Consignes:
**1)** Réécrivez sous forme de liste le paragraphe de l'article sur le procès de la tuerie du musée juif de Bruxelles qui commence par « Le premier, un délinquant multirécidiviste », en conservant ses faits principaux.
**2)** Reprenez l'article sur le procès de la tuerie du musée juif de Bruxelles à la suite de sa dernière phrase et poursuivez-le.

Extrait choisi:
:::::

Dernier jour de procès, ultime provocation : "la vie continue", a ironisé lundi, sourire en coin, Mehdi Nemmouche, contre qui venait d'être requis la prison à vie pour quatre "assassinats terroristes" commis en mai 2014 au musée juif de Bruxelles.

Après ces mots, les seuls prononcés lundi par le jihadiste français, reconnu coupable jeudi dernier de ces assassinats, les 12 jurés et les trois magistrats professionnels de la cour d'assises se sont retirés pour délibérer sur sa peine.

Le verdict, qui n'est pas susceptible d'appel, est attendu dans la soirée.

"Ce qu'on vous demande, sans la moindre hésitation, c'est de condamner Mehdi Nemmouche à la réclusion à perpétuité", a déclaré dans la matinée l'avocat général Yves Moreau, ne trouvant "aucune circonstance atténuante" à un accusé qualifié de "psychopathe".

"M. Nemmouche, vous n'êtes qu'un lâche, vous tuez des gens en leur tirant dessus par derrière, vous tuez des dames âgées en leur tirant dessus à l'arme de guerre, vous tuez car cela vous fait plaisir de tuer et parce que vous savez que vous ne prenez aucun risque", a-t-il lancé au Français, rasé de près, le regard parfois dans le vide.

Son avocat Me Sébastien Courtoy a, lui, demandé au jury d'éviter "une mort lente" à son client et de le condamner à "35 ans, plus 10 ans". "Et à 75 ans il pourra revenir dans le monde des vivants", a-t-il dit.

- "Fils de pute né" -

L'avocat général a par ailleurs requis une peine de "30 ans minimum" à l'encontre du coaccusé de Nemmouche, Nacer Bendrer, désigné jeudi comme "coauteur" de la tuerie pour lui avoir fourni les armes.

"J'ai vraiment honte d'avoir croisé ce mec (Nemmouche, ndlr)", a déclaré Bendrer, réclamant la clémence. "C'est même pas un mec, c'est un monstre, un fils de pute né."

Jeudi dernier, après deux jours et demi de délibérations, les 12 jurés avaient estimé que Mehdi Nemmouche, 33 ans, et Nacer Bendrer, 30 ans, étaient tous deux auteurs de la tuerie.

Le premier, un délinquant multirécidiviste radicalisé en prison et passé par la Syrie, a été reconnu coupable d'avoir abattu de sang-froid, le 24 mai 2014 au Musée juif, les Israéliens Miriam et Emmanuel Riva, 53 et 54 ans, ainsi qu'un employé belge de 26 ans, Alexandre Strens, et une bénévole française de 66 ans, Dominique Sabrier.

Il a "tué froidement, gratuitement, quatre êtres humains", a rappelé l'avocat général. "Je crois qu'on a touché l’extrême de l’extrême en terme de gravité."

Concernant Bendrer, le jury a souligné l'"aide indispensable" concrétisée par la remise des armes et des munitions, sans laquelle Nemmouche n'aurait pu exécuter son quadruple assassinat.

Au procès, ouvert le 10 janvier, Nacer Bendrer a reconnu que Mehdi Nemmouche lui avait demandé une Kalachnikov début avril 2014. Mais il a affirmé n'avoir pas donné suite. Sans convaincre les jurés.

:::::

Données disponibles:

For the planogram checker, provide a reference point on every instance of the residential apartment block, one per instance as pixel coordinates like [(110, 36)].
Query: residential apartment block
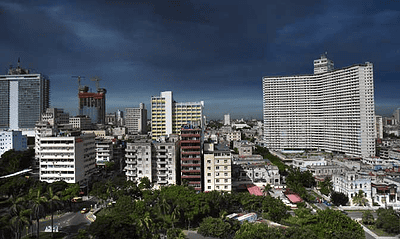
[(104, 151), (55, 116), (68, 158), (156, 160), (136, 120), (81, 122), (23, 98), (331, 110), (191, 156), (168, 116), (217, 168)]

:::::

Résultats:
**1)**
- Mehdi Nemmouche est un délinquant multirécidiviste, radicalisé en prison et passé par la Syrie.
- Il a été reconnu coupable d'avoir abattu de sang-froid quatre personnes le 24 mai 2014 au Musée juif.
- Les victimes sont les Israéliens Miriam et Emmanuel Riva (53 et 54 ans), un employé belge de 26 ans, Alexandre Strens, et une bénévole française de 66 ans, Dominique Sabrier.

**2)**
Il "n'a pas le sang des victimes directement sur les mains, même s'il est éclaboussé de ce sang de la tête au pied", a estimé le procureur.

Me Gilles Vanderbeck, avocat du Marseillais, a réclamé une peine ne dépassant pas 15 ans de réclusion, estimant que le "doux" Bendrer ne pouvait être assimilé à un Nemmouche "froid, cynique, glacial".

- "Carabistouilles" -

Nacer Bendrer purge déjà une peine de cinq ans de prison en France pour une tentative d'extorsion de fonds dans le milieu marseillais du narcobanditisme.

Jeudi, la cour avait dit "écarter" la thèse des avocats de Nemmouche, qui l'avait décrit comme la victime d'un "piège" tendu par de supposés agents des services iraniens ou libanais pour lui faire porter la responsabilité de la tuerie.

"Des carabistouilles !", a répondu lundi l'un des représentants du parquet.

"Si vous nous dites aujourd'hui qu'en Belgique, on peut être un terroriste sans être condamné très sévèrement, alors il ne faudra pas s'étonner de voir des gens débarquer chez nous avec des bombes ou des armes de guerre dans leurs valises", a aussi insisté M. Moreau.

Le verdict de culpabilité retient les preuves de l'enquête accablant Nemmouche, comme son ADN ou ses empreintes sur les armes, ou encore les vidéos de revendication.

Me Michèle Hirsch, représentant une partie civile, a insisté sur l'importance du témoignage au procès des deux journalistes otages en Syrie ayant reconnu en Nemmouche un de leurs geôliers.

Le récit de cette séquestration (qui fait l'objet d'une procédure distincte en France) a permis de montrer, selon l'avocate, que Nemmouche "n'était pas un loup solitaire" mais appartenait à "la même meute" que les auteurs des attentats de 2015-2016 revendiqués par l'EI.